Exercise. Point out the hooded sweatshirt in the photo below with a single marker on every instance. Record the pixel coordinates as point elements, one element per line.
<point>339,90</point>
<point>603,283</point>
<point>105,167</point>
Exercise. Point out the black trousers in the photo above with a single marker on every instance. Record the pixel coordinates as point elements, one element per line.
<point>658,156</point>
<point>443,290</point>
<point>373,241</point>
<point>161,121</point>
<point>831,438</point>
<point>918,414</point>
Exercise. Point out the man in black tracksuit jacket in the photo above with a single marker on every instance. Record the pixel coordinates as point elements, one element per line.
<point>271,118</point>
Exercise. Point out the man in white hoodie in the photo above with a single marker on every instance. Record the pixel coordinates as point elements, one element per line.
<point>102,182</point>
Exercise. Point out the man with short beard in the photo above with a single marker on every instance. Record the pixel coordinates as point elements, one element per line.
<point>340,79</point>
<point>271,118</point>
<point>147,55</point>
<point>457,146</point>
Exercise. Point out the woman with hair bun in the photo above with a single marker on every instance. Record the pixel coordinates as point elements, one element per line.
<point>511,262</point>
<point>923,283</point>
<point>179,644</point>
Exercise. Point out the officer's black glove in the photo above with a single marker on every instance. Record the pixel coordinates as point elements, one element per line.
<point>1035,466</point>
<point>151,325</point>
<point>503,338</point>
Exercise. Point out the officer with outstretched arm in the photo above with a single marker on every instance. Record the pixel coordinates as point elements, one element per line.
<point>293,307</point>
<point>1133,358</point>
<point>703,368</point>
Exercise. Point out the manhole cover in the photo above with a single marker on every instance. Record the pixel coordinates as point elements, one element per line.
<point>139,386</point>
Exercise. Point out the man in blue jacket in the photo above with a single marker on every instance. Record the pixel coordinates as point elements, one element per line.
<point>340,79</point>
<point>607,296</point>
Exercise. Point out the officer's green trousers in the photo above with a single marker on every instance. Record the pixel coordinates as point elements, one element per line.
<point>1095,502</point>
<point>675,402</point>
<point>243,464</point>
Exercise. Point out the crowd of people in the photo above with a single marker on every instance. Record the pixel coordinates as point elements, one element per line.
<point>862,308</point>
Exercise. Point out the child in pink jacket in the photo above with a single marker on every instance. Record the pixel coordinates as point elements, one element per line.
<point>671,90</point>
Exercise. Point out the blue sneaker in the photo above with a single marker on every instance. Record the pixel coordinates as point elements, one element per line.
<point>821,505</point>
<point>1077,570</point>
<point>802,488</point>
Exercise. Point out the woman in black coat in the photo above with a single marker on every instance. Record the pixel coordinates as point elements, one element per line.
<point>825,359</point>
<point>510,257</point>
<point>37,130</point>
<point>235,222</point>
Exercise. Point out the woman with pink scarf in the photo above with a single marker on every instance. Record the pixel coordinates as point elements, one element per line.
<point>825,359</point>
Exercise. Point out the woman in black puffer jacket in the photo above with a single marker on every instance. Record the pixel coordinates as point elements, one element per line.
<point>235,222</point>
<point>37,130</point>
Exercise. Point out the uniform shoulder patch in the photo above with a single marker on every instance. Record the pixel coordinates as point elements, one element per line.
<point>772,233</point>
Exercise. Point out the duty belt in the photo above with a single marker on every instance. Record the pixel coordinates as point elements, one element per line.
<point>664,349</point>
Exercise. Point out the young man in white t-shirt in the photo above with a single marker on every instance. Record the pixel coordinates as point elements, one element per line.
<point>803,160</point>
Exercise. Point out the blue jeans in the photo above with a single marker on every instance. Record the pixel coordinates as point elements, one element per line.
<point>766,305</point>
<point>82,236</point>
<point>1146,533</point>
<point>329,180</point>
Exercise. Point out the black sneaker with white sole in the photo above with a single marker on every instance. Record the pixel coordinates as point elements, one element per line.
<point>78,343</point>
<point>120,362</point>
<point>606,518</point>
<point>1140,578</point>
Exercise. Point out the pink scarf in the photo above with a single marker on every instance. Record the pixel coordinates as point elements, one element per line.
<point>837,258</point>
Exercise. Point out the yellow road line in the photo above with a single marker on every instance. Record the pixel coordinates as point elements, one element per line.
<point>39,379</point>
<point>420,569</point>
+++
Schreib die Daten oben vollständig noch einmal ab, Zeile für Zeile und ohne etwas zu ändern.

Exercise. Point out the hooded sweatshirt in the photo below with a single marker on every instance. Record the pixel coordinates as point elements, one element per line.
<point>339,90</point>
<point>603,283</point>
<point>105,167</point>
Exercise. Point out the black trousers in the photo above with a single marker on every instance. Record the pixel coordinates as point elements, one element per line.
<point>658,156</point>
<point>443,290</point>
<point>373,241</point>
<point>161,121</point>
<point>831,438</point>
<point>918,414</point>
Exercise. Point out the man in black tracksuit jacket in the photo above with a single marker on every instance. Record the pixel coordinates as point elements, one element per line.
<point>271,118</point>
Exercise. Point out the man in white hoodie in the photo above with a single marker on every instance. Record the pixel coordinates as point elements, one element per line.
<point>102,182</point>
Exercise. Point out the man with short beard in the photo above with a single marker on every instance. Record the pixel coordinates as point elements, one element per line.
<point>340,79</point>
<point>271,118</point>
<point>147,55</point>
<point>457,146</point>
Exercise. Point out the woman with hair bun in the photo above with a single marker on every instance. Record the pixel coordinates as point elements, one element per line.
<point>511,262</point>
<point>923,283</point>
<point>179,644</point>
Exercise. Point out the officer's black glove in the photo above with a single marker on every instance. Record the pixel coordinates as point elements, one element per line.
<point>1035,466</point>
<point>151,325</point>
<point>503,338</point>
Exercise. Point out the officer with outstretched arm in the photo above with a single marker on every instance. Record the pixel coordinates as point elements, one element per line.
<point>293,307</point>
<point>1133,358</point>
<point>703,368</point>
Exercise. Point out the manhole cover in the photo above with a single marker on every instance. Record the pixel coordinates as point elements, one element per line.
<point>139,386</point>
Exercise. Point out the man in blue jacket in the photo above with a single marker on every instance. Record the pixel coordinates as point elements, one element per line.
<point>340,79</point>
<point>607,296</point>
Exercise. Point out the officer's green trousers in the photo above with a single marker on every instance. Record the pixel coordinates as point elements, one element per line.
<point>1095,502</point>
<point>675,402</point>
<point>243,464</point>
Exercise. Point out the crowd of people in the photo above with a single marker on every instance. Record the pixel coordinates as point elements, one element per line.
<point>862,308</point>
Exercise. Point out the child in pink jacket in the photo above with a single marker on every instance. Record the pixel coordinates as point elements, one element per line.
<point>671,90</point>
Exercise. Point out the blue sneaker in the photo above with a single marker on every instance. Record the pixel coordinates as point elements, one element per line.
<point>821,505</point>
<point>1077,570</point>
<point>802,488</point>
Exercise. Point out the woman in black coat in the photo above with a single marker on every instance. Record the pixel coordinates as point elements, one element per line.
<point>825,359</point>
<point>510,257</point>
<point>37,130</point>
<point>235,222</point>
Exercise. Point out the woman with pink scarf in the photo above with a single marker on every instance. Record the pixel coordinates as point elements, one element per line.
<point>825,359</point>
Exercise. Point out the woman in black puffer jacket in the photo above with a single marker on every instance. Record the pixel coordinates as point elements, one element per line.
<point>235,222</point>
<point>37,130</point>
Exercise. Point out the uniform shoulder patch in the photo above with a single marker on every instance. Record the pixel coordinates as point elements, one element per line.
<point>772,233</point>
Exercise. Point out the duty belt in the photo above with a single marker on every instance. Record the pixel coordinates as point elements, one element per line.
<point>664,349</point>
Exercise. Point out the young man in white t-shirt in the photo above with a single marker on every instance. Record the pixel coordinates as point elements, one element per line.
<point>803,160</point>
Exercise. Point out the blue jeans in the photo above with a single marker on every instance. Record the pixel coordinates as point elements, one element per line.
<point>766,305</point>
<point>82,236</point>
<point>1146,533</point>
<point>329,180</point>
Exercise. Point out the black sneaker with white sole in the photo above with a single marker on every instance. Record the pixel coordinates as point elements, one element per line.
<point>78,343</point>
<point>120,362</point>
<point>606,518</point>
<point>1140,578</point>
Exercise. Point out the pink scarf in the photo above with a single marker on every instance. Record the pixel coordinates as point elements, one element per line.
<point>837,258</point>
Exercise. Point out the yellow road line in the photo above with a single marker on every instance. Record the pixel coordinates as point elements, one element per line.
<point>39,379</point>
<point>420,569</point>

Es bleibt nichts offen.